(EXERCISE AIM) Output each entry exactly; skip nothing.

'''

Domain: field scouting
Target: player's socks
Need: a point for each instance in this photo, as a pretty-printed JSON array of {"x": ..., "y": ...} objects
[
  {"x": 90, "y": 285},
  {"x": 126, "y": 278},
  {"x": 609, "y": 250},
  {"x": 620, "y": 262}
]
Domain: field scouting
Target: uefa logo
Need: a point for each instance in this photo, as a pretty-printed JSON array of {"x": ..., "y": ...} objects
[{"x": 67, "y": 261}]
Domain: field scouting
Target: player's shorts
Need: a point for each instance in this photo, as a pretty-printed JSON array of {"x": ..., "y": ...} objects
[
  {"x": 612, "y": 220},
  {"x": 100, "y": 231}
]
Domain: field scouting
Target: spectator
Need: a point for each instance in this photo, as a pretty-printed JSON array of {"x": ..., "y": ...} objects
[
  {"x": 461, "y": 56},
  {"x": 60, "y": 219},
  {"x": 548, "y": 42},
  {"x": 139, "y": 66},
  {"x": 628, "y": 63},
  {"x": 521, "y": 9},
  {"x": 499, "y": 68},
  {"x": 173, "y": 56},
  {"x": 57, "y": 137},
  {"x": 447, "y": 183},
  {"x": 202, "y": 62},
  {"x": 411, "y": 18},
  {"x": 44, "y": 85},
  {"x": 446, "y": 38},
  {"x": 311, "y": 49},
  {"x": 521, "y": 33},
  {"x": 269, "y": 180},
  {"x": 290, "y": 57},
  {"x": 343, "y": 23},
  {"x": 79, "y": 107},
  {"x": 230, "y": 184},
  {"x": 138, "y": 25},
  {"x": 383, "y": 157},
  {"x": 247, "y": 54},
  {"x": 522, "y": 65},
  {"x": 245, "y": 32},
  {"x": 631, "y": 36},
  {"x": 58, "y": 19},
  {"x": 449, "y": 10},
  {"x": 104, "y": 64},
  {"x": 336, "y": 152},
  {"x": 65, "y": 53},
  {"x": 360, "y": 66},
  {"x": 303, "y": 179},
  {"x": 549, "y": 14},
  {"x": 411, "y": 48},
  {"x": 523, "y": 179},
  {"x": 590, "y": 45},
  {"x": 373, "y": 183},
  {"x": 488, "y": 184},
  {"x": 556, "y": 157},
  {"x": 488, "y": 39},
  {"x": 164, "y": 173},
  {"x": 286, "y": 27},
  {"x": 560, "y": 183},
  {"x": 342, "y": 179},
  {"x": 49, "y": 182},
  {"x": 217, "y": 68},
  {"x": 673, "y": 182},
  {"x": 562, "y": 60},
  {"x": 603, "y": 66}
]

'''

(WRITTEN SOLUTION)
Domain: field scouting
Target: player's socks
Need: a point for each instance in this photo, as a pretty-printed JSON array of {"x": ..., "y": ...} objects
[
  {"x": 90, "y": 285},
  {"x": 126, "y": 278},
  {"x": 609, "y": 250},
  {"x": 620, "y": 262}
]
Domain: field scouting
Target: uefa logo
Need: a point for each instance in this photo, as a pretty-printed JSON array of {"x": ..., "y": ...} objects
[{"x": 67, "y": 261}]
Domain: field scouting
Target: player's shorts
Need: a point for each instance in this photo, as a pretty-printed JSON array of {"x": ..., "y": ...} objects
[
  {"x": 612, "y": 220},
  {"x": 100, "y": 231}
]
Domain: field scouting
Target: spectator
Need: a point for each instance in this photo, as a pretty-printed JSON array of {"x": ..., "y": ...} objects
[
  {"x": 461, "y": 56},
  {"x": 60, "y": 219},
  {"x": 548, "y": 42},
  {"x": 139, "y": 66},
  {"x": 628, "y": 63},
  {"x": 521, "y": 9},
  {"x": 499, "y": 68},
  {"x": 173, "y": 56},
  {"x": 57, "y": 137},
  {"x": 447, "y": 183},
  {"x": 202, "y": 62},
  {"x": 411, "y": 18},
  {"x": 44, "y": 85},
  {"x": 446, "y": 38},
  {"x": 311, "y": 49},
  {"x": 521, "y": 33},
  {"x": 269, "y": 180},
  {"x": 290, "y": 57},
  {"x": 343, "y": 23},
  {"x": 79, "y": 107},
  {"x": 230, "y": 184},
  {"x": 138, "y": 25},
  {"x": 383, "y": 157},
  {"x": 247, "y": 54},
  {"x": 522, "y": 65},
  {"x": 245, "y": 32},
  {"x": 631, "y": 36},
  {"x": 58, "y": 19},
  {"x": 449, "y": 10},
  {"x": 104, "y": 64},
  {"x": 336, "y": 152},
  {"x": 65, "y": 53},
  {"x": 360, "y": 66},
  {"x": 303, "y": 179},
  {"x": 549, "y": 14},
  {"x": 411, "y": 48},
  {"x": 523, "y": 179},
  {"x": 590, "y": 45},
  {"x": 373, "y": 183},
  {"x": 488, "y": 184},
  {"x": 556, "y": 157},
  {"x": 488, "y": 39},
  {"x": 164, "y": 173},
  {"x": 286, "y": 27},
  {"x": 560, "y": 183},
  {"x": 342, "y": 179},
  {"x": 49, "y": 182},
  {"x": 217, "y": 68},
  {"x": 673, "y": 182},
  {"x": 562, "y": 60},
  {"x": 603, "y": 66}
]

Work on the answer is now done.